Tarefa →
Reescreva o trecho do texto de origem que começa em "ABRH Brasil" e segue até "galopando até nós.", pondo "pronunciamento" no lugar de "discurso".

--- Texto de origem ---

ABRH Brasil

Por Deborah Gouveia Abi-Saber*

Em 2008, num discurso de paraninfo para formandos do Kenyon College, David Foster Wallace nos deixou com a emblemática frase: “A única coisa verdadeira, com V maiúsculo, é que vocês precisam decidir conscientemente o que, na vida, tem significado e o que não tem.” Essa perspectiva atravessou uma década e vem galopando até nós.

Em visita recente a uma consultoria de conteúdo, contei do meu mais novo desafio: sair de uma multinacional e seguir para uma startup de criptomoedas. Foi quando ouvi um comentário que ficou ressoando em mim: “Não queremos mais o ‘show me the money’. Agora é ‘show me the meaning'”.

Os fãs de filmes da década de 1990, assim como eu, devem se lembrar de Jerry Maguire: A Grande Virada, que é um daqueles filmes que marcou uma geração. Ele reflete como um trabalho que traz status e alta remuneração também pode proporcionar ausência de propósito, além de mostrar o lado quase perverso do “Show me the money”, não como meio, mas como fim.

Teimosos que somos, essa mesma geração (me incluo nela) foi para o mercado de trabalho, e fomos Jerry Maguire: focamos primeiro em nos erguer financeiramente.

Mesmo com uma alta remuneração, não sentia que era o suficiente para tudo que eu estava abrindo mão ao estar ali.

--- Dados registrados ---

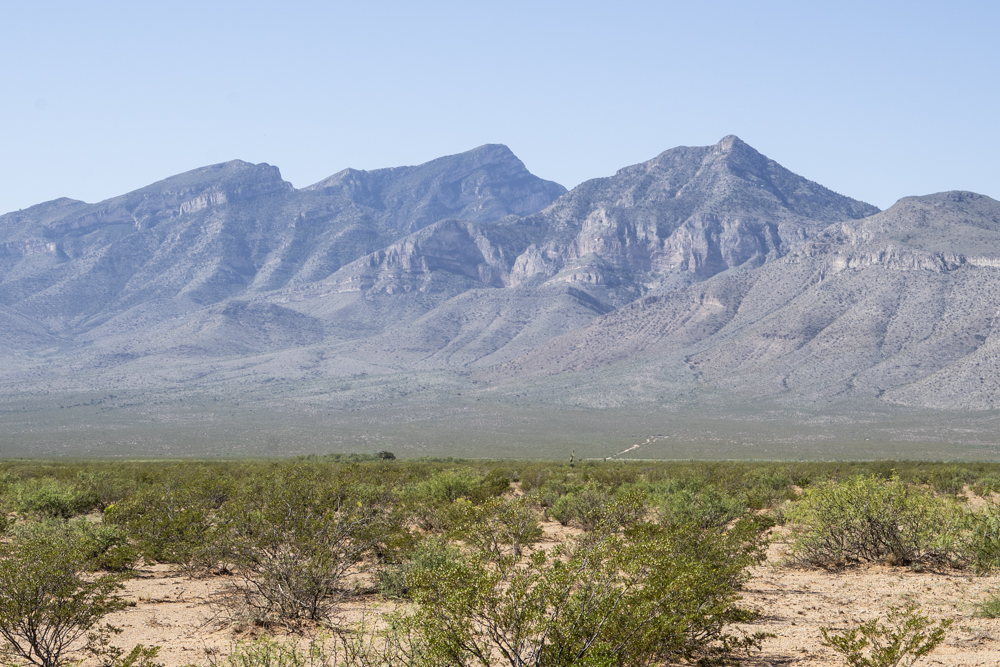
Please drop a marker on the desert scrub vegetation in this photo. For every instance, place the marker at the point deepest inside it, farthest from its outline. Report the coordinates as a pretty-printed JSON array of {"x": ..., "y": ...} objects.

---

Resposta →
ABRH Brasil

Por Deborah Gouveia Abi-Saber*

Em 2008, num pronunciamento de paraninfo para formandos do Kenyon College, David Foster Wallace nos deixou com a emblemática frase: “A única coisa verdadeira, com V maiúsculo, é que vocês precisam decidir conscientemente o que, na vida, tem significado e o que não tem.” Essa perspectiva atravessou uma década e vem galopando até nós.